** Opening SOURCE EXTRACT block **
From ancient times to present day, Hawaiians have been inventing things that influence more than just life on the Islands. Pineapple peelers, surfboards and even a “jet lag forecaster” were all developed in the state, and you’ll have fun discovering how these big ideas came to fruition.
In the early 1900s, Henry Ginaca left his job as a mechanical draftsman in San Francisco to work at Honolulu Iron Works. It wasn’t long before businessman James D. Dole hired him to create an automated machine to prepare pineapples for canning. Up until then, pineapples were peeled and sliced by hand, which was a laborious, inefficient process. The “Ginaca machine” was ready in a year, able to precisely cut and trim at a rate of 50 pineapples per minute. The invention tripled Dole’s production capabilities and helped expand Hawaii’s agriculture industry. Variations of Ginaca’s machine are still used today. Learn more at http://files.asme.org/asmeorg/communities/history/landmarks/5557.pdf, and by taking a tour of Oahu’s Dole Plantation where over a million visitors stop by each year. More information about “Hawaii’s Complete Pineapple Experience” can be found at www.dole-plantation.com.
** Closing SOURCE EXTRACT block **
» **WORK TO COMPLETE**
List the things that the passage on Hawaiian inventions names in the sentence beginning "Pineapple peelers" as developed in the state.
** Opening RECORDS PROVIDED block **
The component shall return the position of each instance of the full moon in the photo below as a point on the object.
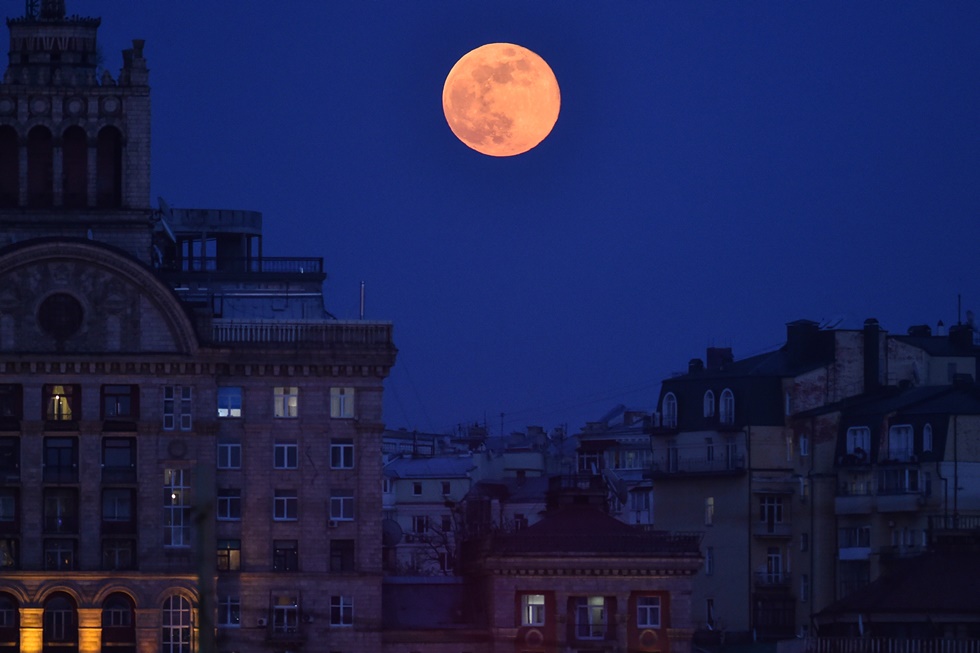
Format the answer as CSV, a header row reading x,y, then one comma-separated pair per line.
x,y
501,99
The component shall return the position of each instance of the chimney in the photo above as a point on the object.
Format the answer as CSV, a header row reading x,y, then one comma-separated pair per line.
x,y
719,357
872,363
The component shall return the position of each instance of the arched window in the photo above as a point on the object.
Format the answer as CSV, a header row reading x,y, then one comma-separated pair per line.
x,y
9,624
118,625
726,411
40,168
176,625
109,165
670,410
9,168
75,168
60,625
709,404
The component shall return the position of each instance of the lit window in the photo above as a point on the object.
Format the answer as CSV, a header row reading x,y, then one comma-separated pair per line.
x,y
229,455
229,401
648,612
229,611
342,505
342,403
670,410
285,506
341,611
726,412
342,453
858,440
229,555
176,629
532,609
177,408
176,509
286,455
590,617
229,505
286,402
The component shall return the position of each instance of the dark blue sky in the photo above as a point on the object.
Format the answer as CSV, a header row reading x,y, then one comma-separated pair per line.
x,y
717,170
** Closing RECORDS PROVIDED block **
** Opening RECORDS PROVIDED block **
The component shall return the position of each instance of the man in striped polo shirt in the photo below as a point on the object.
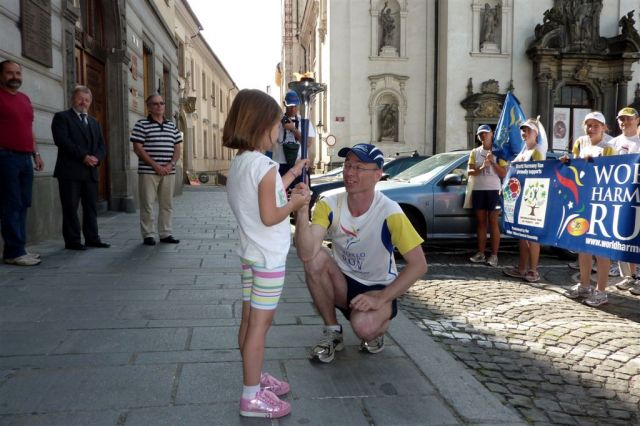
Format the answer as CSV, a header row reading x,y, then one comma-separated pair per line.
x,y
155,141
** Closing RECORDS PROVIDED block **
** Opening RECORDS PROVIDED block **
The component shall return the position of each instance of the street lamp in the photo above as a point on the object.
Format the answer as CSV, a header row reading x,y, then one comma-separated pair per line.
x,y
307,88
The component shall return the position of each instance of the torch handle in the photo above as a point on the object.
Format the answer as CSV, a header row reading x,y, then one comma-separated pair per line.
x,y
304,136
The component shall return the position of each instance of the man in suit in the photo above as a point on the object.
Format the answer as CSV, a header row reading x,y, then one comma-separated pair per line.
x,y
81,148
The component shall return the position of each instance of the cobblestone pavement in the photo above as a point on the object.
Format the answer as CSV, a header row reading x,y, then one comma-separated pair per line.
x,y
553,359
** Closing RECORDS PROVIDED block **
» **COMPLETED TASK**
- Pineapple peelers
- Surfboards
- A "jet lag forecaster"